Make an exact copy of the whole listing, but leave its pictures out.

--- START ---

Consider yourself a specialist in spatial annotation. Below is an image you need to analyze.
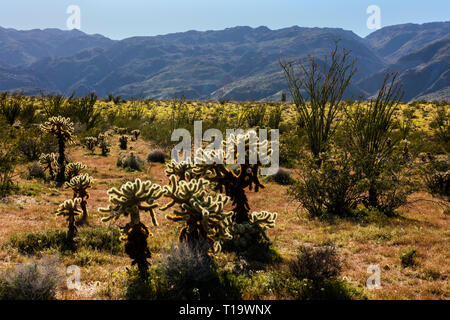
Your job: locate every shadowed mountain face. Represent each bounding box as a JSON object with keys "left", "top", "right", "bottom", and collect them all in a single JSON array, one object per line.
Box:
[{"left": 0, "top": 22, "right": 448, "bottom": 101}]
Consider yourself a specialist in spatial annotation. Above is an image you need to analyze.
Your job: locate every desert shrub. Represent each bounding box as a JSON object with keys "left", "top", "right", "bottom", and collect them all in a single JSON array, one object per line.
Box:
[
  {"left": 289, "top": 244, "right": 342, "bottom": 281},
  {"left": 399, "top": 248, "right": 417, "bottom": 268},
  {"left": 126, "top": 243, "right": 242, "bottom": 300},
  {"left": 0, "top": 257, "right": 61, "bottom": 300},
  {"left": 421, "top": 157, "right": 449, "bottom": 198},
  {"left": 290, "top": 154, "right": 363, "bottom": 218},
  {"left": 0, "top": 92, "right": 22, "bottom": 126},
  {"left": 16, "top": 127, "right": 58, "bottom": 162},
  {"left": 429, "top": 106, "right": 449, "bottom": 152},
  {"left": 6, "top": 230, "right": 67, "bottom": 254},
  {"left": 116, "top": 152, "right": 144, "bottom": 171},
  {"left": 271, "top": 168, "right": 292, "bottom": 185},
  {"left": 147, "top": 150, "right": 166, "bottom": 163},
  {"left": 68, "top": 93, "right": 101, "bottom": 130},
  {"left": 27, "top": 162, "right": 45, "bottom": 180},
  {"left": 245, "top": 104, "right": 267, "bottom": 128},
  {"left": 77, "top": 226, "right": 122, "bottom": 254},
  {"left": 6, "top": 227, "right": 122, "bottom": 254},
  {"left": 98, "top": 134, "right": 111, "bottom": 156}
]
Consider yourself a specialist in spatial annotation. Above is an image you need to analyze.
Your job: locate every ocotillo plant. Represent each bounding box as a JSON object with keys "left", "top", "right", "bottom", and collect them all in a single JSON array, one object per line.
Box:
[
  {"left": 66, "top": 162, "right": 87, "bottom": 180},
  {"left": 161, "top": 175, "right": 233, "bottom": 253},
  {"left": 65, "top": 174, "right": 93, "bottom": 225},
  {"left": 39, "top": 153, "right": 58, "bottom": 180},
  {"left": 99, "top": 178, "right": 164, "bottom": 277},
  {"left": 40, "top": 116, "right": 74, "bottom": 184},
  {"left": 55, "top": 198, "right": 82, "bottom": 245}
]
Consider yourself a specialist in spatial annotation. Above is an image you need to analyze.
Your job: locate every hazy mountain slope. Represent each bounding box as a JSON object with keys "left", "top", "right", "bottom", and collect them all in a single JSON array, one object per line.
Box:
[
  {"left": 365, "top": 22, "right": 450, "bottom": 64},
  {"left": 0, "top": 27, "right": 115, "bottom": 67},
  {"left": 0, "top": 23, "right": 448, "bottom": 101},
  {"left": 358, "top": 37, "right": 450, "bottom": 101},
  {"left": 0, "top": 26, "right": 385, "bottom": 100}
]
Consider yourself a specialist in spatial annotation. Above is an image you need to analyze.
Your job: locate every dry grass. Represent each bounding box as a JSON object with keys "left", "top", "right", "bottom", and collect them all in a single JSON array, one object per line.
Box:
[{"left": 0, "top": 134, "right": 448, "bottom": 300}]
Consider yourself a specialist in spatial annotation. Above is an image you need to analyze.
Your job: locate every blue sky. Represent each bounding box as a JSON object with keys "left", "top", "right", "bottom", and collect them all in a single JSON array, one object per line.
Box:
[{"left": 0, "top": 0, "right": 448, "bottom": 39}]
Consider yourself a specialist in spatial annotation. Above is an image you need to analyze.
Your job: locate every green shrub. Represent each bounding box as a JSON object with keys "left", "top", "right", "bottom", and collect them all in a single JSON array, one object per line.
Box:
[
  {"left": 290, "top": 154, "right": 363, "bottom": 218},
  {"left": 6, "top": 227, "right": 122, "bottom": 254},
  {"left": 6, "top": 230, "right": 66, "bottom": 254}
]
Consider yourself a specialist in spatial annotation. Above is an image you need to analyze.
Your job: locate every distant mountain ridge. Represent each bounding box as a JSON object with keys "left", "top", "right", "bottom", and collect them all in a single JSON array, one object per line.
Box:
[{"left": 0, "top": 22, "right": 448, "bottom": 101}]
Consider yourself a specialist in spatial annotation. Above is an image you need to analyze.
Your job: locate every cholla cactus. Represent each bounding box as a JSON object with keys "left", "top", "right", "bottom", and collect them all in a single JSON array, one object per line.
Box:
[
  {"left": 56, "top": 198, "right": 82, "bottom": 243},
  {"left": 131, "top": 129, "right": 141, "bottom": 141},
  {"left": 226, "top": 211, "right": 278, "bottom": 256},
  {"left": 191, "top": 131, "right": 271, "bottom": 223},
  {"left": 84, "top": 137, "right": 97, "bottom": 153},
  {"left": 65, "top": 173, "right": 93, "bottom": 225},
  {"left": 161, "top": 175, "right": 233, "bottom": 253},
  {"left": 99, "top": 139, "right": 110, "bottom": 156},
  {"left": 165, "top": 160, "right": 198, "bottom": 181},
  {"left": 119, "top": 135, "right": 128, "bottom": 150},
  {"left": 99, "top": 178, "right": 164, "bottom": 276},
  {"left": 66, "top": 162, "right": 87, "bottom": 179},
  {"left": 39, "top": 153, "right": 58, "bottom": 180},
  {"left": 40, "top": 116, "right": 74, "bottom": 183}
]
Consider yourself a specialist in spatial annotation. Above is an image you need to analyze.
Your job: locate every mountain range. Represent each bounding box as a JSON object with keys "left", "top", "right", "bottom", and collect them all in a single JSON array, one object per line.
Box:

--- END ---

*OUTPUT BELOW:*
Consider yourself a specialist in spatial annotation. Below is an image you need to analyze.
Your job: locate every shadowed mountain face. Represent each bounding box as a JSON object with keys "left", "top", "right", "bottom", and collect them all in a single JSON array, one object per line.
Box:
[{"left": 0, "top": 22, "right": 448, "bottom": 101}]
Consider yourself a specialist in spatial annotation. Above is an image you need to analyze.
Your job: locate every desert shrub. Represent each bounding box as a JSON object with keys "left", "top", "right", "bottom", and collect them all in a single JSON array, one object per line.
Box:
[
  {"left": 289, "top": 244, "right": 342, "bottom": 281},
  {"left": 399, "top": 248, "right": 417, "bottom": 268},
  {"left": 126, "top": 243, "right": 242, "bottom": 300},
  {"left": 0, "top": 257, "right": 61, "bottom": 300},
  {"left": 421, "top": 157, "right": 449, "bottom": 198},
  {"left": 290, "top": 154, "right": 363, "bottom": 218},
  {"left": 0, "top": 92, "right": 22, "bottom": 126},
  {"left": 16, "top": 127, "right": 58, "bottom": 162},
  {"left": 429, "top": 106, "right": 449, "bottom": 152},
  {"left": 6, "top": 230, "right": 67, "bottom": 254},
  {"left": 116, "top": 152, "right": 144, "bottom": 171},
  {"left": 271, "top": 168, "right": 292, "bottom": 185},
  {"left": 147, "top": 150, "right": 166, "bottom": 163},
  {"left": 68, "top": 93, "right": 101, "bottom": 130},
  {"left": 27, "top": 162, "right": 45, "bottom": 180},
  {"left": 245, "top": 104, "right": 267, "bottom": 128},
  {"left": 77, "top": 226, "right": 122, "bottom": 254},
  {"left": 6, "top": 227, "right": 122, "bottom": 254},
  {"left": 98, "top": 134, "right": 111, "bottom": 156}
]
Consider yourself a specialist in spatial annotation. Above is an image you need to analyze.
Your job: locate every ocotillo plant. Represent each bounding box as a JSON object with keys "left", "top", "right", "bottom", and collect them all in a single JSON array, one object per line.
Box:
[
  {"left": 66, "top": 162, "right": 87, "bottom": 180},
  {"left": 161, "top": 175, "right": 233, "bottom": 253},
  {"left": 65, "top": 174, "right": 93, "bottom": 225},
  {"left": 39, "top": 153, "right": 58, "bottom": 180},
  {"left": 99, "top": 178, "right": 164, "bottom": 277},
  {"left": 40, "top": 116, "right": 74, "bottom": 184},
  {"left": 55, "top": 198, "right": 82, "bottom": 245}
]
Consider yourself a specialist in spatial annotation. Above is an image you need to analyze.
Your job: locate every hazy mountain slope. Represent each bounding box as a JSON object with keys "left", "top", "right", "bottom", and collect them all in a single JSON array, one object per line.
Box:
[
  {"left": 365, "top": 22, "right": 450, "bottom": 64},
  {"left": 0, "top": 27, "right": 115, "bottom": 67},
  {"left": 0, "top": 23, "right": 448, "bottom": 101},
  {"left": 358, "top": 37, "right": 450, "bottom": 101},
  {"left": 0, "top": 26, "right": 385, "bottom": 100}
]
Consider yourself a specialist in spatial annotation. Above is an image you need to analyze.
Your job: locate every dry grass. Represent each bounding box as a JSON object with keys "left", "top", "right", "bottom", and collect them all in a single JSON array, one object per line.
Box:
[{"left": 0, "top": 134, "right": 448, "bottom": 300}]
Consider yourself a specialist in spatial annotation. Above is an image you need to analyze.
Your job: locate every blue sky. Represent each bounding box as a JSON object with keys "left", "top", "right", "bottom", and collect them all in a single JSON array, one object per line.
Box:
[{"left": 0, "top": 0, "right": 448, "bottom": 39}]
Consider yourself a specialist in spatial annotation. Above is an image you need to analyze.
Your job: locate every green shrub. Represent each bounding box as a JSON object with keys "left", "top", "right", "bottom", and collect them all in a single JSON array, one object per line.
Box:
[
  {"left": 290, "top": 154, "right": 363, "bottom": 218},
  {"left": 6, "top": 227, "right": 122, "bottom": 254},
  {"left": 6, "top": 230, "right": 66, "bottom": 254}
]
Consider yourself a specialist in spatial annotation. Above is an image you need to analyze.
Your job: locate every distant mountain ridge. Represent each bounding box as a JSON object with keys "left", "top", "right", "bottom", and collect them all in a single JSON array, one object per line.
Box:
[{"left": 0, "top": 22, "right": 448, "bottom": 101}]
Consider yourself a specialist in spatial annotation. Above is an image you need to analyze.
Your job: locate every cholla cactus. Represent each bounding box as a JSON object with keys "left", "top", "right", "bottom", and collect them all in a single JSON array, one object per line.
Box:
[
  {"left": 56, "top": 198, "right": 82, "bottom": 243},
  {"left": 131, "top": 129, "right": 141, "bottom": 141},
  {"left": 226, "top": 211, "right": 278, "bottom": 256},
  {"left": 191, "top": 131, "right": 271, "bottom": 223},
  {"left": 84, "top": 137, "right": 97, "bottom": 153},
  {"left": 65, "top": 173, "right": 93, "bottom": 225},
  {"left": 161, "top": 175, "right": 233, "bottom": 253},
  {"left": 99, "top": 139, "right": 110, "bottom": 156},
  {"left": 165, "top": 160, "right": 198, "bottom": 181},
  {"left": 119, "top": 135, "right": 128, "bottom": 150},
  {"left": 99, "top": 178, "right": 164, "bottom": 276},
  {"left": 66, "top": 162, "right": 87, "bottom": 179},
  {"left": 39, "top": 153, "right": 58, "bottom": 180},
  {"left": 40, "top": 116, "right": 74, "bottom": 183}
]
Consider yourself a specialist in spatial annotation. Above is an image you need to analyze.
Your job: locate every mountain range. Represent each bounding box as a JSON object with keys "left", "top", "right", "bottom", and collect them all in a single JSON array, one object per line.
Box:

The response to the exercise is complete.